• [Data rows]
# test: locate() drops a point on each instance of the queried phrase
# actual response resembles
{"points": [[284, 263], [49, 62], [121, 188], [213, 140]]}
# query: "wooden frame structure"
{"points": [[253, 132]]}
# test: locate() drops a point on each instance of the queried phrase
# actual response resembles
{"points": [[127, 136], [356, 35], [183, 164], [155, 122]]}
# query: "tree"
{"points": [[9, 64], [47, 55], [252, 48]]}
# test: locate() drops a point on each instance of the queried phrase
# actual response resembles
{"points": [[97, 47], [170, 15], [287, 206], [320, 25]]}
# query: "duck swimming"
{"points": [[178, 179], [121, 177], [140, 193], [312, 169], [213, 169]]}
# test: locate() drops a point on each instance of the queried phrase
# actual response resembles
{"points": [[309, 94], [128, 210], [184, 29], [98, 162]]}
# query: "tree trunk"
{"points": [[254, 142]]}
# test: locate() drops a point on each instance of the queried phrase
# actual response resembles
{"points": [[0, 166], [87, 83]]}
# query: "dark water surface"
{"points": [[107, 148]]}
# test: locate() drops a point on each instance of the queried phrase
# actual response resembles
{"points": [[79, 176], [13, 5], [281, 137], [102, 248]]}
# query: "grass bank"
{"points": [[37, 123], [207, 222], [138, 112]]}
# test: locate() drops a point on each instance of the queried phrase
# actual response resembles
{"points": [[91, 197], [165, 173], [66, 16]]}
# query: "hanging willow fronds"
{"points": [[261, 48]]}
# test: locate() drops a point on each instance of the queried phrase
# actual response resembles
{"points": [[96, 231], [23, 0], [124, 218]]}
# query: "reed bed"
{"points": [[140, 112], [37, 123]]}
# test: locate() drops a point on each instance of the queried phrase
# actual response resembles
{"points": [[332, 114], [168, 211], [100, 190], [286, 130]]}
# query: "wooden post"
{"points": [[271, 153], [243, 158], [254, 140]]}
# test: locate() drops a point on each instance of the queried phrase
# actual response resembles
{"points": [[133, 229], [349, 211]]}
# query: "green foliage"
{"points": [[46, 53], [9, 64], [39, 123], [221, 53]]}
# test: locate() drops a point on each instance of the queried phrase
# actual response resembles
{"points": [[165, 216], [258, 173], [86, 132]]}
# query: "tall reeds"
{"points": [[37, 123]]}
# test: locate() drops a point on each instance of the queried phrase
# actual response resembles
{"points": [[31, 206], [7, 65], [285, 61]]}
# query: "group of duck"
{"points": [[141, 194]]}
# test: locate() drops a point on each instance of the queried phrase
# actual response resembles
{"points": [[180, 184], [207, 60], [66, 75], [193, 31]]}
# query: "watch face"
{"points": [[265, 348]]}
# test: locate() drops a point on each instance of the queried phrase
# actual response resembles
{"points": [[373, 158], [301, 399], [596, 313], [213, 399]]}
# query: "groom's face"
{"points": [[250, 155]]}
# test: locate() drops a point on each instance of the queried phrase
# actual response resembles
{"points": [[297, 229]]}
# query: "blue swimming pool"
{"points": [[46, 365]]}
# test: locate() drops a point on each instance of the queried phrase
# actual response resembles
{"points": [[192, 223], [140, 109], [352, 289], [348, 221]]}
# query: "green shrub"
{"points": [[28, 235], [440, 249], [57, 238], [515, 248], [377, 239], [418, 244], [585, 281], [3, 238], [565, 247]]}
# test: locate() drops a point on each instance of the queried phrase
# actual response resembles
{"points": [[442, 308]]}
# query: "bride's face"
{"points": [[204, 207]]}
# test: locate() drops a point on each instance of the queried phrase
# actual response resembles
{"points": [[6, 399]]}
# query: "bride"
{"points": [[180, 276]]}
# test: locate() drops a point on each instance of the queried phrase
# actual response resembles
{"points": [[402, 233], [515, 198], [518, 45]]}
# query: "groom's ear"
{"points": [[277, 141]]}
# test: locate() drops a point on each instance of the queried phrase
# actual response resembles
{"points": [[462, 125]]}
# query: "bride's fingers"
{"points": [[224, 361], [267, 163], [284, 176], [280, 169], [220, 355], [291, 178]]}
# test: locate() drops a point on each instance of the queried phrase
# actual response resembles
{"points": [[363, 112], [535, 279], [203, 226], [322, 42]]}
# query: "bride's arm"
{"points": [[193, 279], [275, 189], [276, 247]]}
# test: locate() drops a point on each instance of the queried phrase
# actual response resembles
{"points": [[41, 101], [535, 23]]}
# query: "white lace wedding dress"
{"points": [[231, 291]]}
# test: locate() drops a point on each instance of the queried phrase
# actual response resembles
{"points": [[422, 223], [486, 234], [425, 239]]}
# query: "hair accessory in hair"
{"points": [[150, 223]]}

• [Your instructions] Please show every line from the rows above that contains the word "green", copying each line in full.

• [Solution]
# query: "green foliage"
# query: "green shrub"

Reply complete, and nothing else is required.